**Auszug:**
In diesen Jahren muss das Bergedorfer Schützenfest, das hier abgehalten wurde, ein für die Stadt herausragendes Ereignis gewesen sein, das Besucher aus der ganzen Umgebung einschließlich der Stadt Hamburg anziehen sollte. Dies belegen folgende Ausschnitte aus den Vierländer Nachrichten (auf Klick Anzeige in groß):
Angesichts der Tatsache, dass die Stadt im Jahre 1885: 5.209 Einwohner hatte, ist eine Besucherzahl von „an 10.000“ sicher ein beachtlicher Wert (Einen Überblick über die Bevölkerungsentwicklung Bergedorfs bis 1885 gibt Voigt in «Topographische Nachrichten über die Stadt Bergedorf» (Johann Friedrich Voigt, Topographische Nachrichten über die Stadt Bergedorf, Bergedorf 1888, S. 28.). Die Besucherzahlen stiegen in den folgenden Jahren sogar noch, wie der Verein für Fremdenverkehr in Bergedorf schrieb: „Nicht weit vom Hotel Billtal und dem Waldhaus [im Plan von 1904 als Nr. 30 und Nr. 31 markiert] erstreckt sich, begrenzt von bewaldeten Höhen, das Schießtal, in welchem alljährlich das in der ganzen Gegend bekannte Bergedorfer Schützenfest Anfang Juli drei Tage lang gefeiert wird, ein Fest, das bei guter Witterung bis zu 30.000 Fremde herbeilockt. Auf diesem einzig gelegenen, wunderbaren Festplatze hat auch der große Hamburger Turngau des öfteren, seine großartigen, stets wohlgelungenen Feste gefeiert.“(Führer durch Bergedorf und Umgegend. Mit einem Stadtplan und einer Karte der Umgegend, hrsg. vom Verein für Fremdenverkehr in Bergedorf 1904, S. 12.) Wörtlich genommen müsste man also zu den 30.000 „Fremden“ noch die Besucher aus Bergedorf hinzuaddieren – bei 12.384 Einwohnern im Jahre 1905 (Vgl. Jahresberichte der Verwaltungsbehörden der Freien und Hansestadt Hamburg 1910, Hamburg 1911, XXXI, S. 1) und immerhin schon 14.907 fünf Jahre später, (vgl. ebd. 1911 [1912], XXXI, S. 2) dürften das auch nicht wenige gewesen sein.

**Angezeigte Informationen:**

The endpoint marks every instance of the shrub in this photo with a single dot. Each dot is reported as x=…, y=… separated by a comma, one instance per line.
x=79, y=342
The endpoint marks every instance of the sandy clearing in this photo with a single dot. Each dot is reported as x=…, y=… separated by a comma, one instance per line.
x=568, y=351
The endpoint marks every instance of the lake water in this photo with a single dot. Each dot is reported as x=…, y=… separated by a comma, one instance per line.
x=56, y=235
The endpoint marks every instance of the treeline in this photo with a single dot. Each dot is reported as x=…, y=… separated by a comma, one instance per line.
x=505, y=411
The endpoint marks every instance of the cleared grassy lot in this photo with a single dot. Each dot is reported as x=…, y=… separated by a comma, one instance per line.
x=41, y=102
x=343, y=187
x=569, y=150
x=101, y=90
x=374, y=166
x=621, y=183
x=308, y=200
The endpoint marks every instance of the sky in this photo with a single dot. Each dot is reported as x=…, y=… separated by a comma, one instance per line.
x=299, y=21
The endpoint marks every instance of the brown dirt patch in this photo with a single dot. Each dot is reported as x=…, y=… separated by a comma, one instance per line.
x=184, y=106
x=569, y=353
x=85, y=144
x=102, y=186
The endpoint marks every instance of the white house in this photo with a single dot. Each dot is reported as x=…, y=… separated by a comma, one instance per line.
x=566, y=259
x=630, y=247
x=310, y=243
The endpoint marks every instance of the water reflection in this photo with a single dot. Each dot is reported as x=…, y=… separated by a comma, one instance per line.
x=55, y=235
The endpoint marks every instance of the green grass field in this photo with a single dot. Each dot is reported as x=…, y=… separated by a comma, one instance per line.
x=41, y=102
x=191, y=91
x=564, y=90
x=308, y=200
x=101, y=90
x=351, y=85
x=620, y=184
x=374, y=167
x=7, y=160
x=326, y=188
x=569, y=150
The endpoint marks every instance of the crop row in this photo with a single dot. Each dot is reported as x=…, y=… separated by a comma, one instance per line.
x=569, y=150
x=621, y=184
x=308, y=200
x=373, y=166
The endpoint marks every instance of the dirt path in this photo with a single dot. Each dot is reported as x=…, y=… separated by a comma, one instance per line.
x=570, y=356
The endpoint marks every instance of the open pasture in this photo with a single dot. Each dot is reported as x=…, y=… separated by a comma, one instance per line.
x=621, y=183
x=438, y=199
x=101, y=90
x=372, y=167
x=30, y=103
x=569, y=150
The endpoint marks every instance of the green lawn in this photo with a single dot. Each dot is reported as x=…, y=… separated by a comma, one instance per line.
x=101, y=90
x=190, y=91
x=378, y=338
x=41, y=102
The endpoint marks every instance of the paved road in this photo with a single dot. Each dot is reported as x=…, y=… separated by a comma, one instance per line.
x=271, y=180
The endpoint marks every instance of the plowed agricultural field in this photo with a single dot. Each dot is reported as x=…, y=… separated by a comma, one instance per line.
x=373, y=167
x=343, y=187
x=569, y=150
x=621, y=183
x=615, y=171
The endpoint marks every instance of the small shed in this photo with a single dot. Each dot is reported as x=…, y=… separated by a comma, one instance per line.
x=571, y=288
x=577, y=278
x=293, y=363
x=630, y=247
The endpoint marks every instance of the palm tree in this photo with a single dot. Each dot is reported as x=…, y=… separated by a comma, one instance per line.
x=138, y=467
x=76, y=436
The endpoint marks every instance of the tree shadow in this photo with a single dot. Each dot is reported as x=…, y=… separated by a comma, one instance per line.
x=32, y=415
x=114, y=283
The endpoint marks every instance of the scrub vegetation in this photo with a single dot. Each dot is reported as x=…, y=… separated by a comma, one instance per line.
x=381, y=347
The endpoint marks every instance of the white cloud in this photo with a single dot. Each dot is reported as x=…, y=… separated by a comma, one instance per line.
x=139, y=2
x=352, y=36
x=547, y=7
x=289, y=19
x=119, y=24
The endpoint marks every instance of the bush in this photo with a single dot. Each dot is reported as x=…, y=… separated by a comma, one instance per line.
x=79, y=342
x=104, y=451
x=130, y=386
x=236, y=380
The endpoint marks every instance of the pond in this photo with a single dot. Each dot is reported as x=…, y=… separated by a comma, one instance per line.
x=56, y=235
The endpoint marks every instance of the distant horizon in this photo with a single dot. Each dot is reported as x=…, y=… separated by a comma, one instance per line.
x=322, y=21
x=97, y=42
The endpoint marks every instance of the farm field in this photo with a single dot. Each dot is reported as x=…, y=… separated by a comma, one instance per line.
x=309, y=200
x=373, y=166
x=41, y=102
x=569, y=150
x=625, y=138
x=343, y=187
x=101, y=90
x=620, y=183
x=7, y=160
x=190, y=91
...
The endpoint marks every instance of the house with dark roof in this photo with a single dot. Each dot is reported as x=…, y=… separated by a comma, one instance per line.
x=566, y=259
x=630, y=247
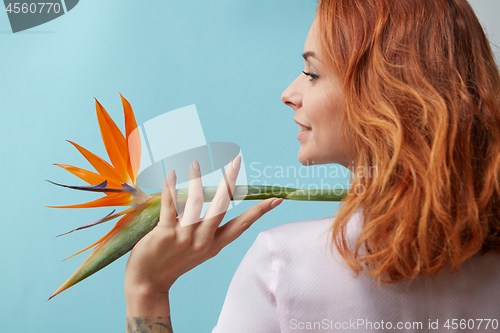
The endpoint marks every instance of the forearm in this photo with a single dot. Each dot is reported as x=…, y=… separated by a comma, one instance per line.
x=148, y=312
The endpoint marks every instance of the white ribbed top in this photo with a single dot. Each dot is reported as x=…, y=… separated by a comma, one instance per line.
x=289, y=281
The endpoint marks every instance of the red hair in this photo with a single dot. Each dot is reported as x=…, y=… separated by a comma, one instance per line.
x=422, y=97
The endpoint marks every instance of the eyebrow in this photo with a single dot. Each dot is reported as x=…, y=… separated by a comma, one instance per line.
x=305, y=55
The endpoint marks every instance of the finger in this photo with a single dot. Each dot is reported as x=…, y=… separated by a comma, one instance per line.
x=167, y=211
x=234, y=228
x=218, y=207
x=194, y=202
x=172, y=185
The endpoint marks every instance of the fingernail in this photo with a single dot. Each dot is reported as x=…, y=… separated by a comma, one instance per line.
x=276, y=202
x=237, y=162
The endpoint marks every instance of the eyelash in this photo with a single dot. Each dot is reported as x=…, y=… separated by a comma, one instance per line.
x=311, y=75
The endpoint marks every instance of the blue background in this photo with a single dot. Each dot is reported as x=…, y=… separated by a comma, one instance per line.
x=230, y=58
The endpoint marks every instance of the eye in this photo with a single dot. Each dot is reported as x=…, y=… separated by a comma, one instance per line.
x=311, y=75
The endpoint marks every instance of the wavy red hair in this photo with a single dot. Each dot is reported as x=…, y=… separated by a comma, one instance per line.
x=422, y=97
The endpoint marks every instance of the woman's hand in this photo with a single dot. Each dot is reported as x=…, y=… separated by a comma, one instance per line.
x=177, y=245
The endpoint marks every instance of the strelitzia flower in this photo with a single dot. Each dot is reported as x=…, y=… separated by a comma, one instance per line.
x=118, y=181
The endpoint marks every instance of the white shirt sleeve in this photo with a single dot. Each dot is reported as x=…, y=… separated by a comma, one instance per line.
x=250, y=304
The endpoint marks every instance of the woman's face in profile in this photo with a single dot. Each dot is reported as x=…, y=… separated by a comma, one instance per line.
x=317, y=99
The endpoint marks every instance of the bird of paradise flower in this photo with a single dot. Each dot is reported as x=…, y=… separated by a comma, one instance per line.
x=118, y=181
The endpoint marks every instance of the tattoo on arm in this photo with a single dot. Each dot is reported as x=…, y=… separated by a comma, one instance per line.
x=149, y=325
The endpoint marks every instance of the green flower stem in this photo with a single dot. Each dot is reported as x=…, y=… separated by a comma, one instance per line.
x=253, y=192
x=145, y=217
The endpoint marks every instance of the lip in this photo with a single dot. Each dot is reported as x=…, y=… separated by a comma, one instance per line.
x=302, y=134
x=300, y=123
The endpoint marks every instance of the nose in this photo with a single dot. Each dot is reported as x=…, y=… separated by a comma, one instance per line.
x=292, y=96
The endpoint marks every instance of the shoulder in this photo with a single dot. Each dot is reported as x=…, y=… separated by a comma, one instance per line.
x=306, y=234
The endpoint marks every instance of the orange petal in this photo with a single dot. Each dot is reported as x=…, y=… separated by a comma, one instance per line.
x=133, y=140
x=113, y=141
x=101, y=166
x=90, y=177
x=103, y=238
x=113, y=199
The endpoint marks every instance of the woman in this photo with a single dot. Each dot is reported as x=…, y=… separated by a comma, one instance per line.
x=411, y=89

**Aufgabe:** Übersetze diesen Satz aus dem Text über das Bergedorfer Schützenfest ins Englische: „In diesen Jahren muss das Bergedorfer Schützenfest, das hier abgehalten wurde, ein für die Stadt herausragendes Ereignis gewesen sein, das Besucher aus der ganzen Umgebung einschließlich der Stadt Hamburg anziehen sollte.“

**Ergebnis:** In these years, the Bergedorf shooting festival held here must have been an outstanding event for the town, one that would attract visitors from the entire surrounding area, including the city of Hamburg.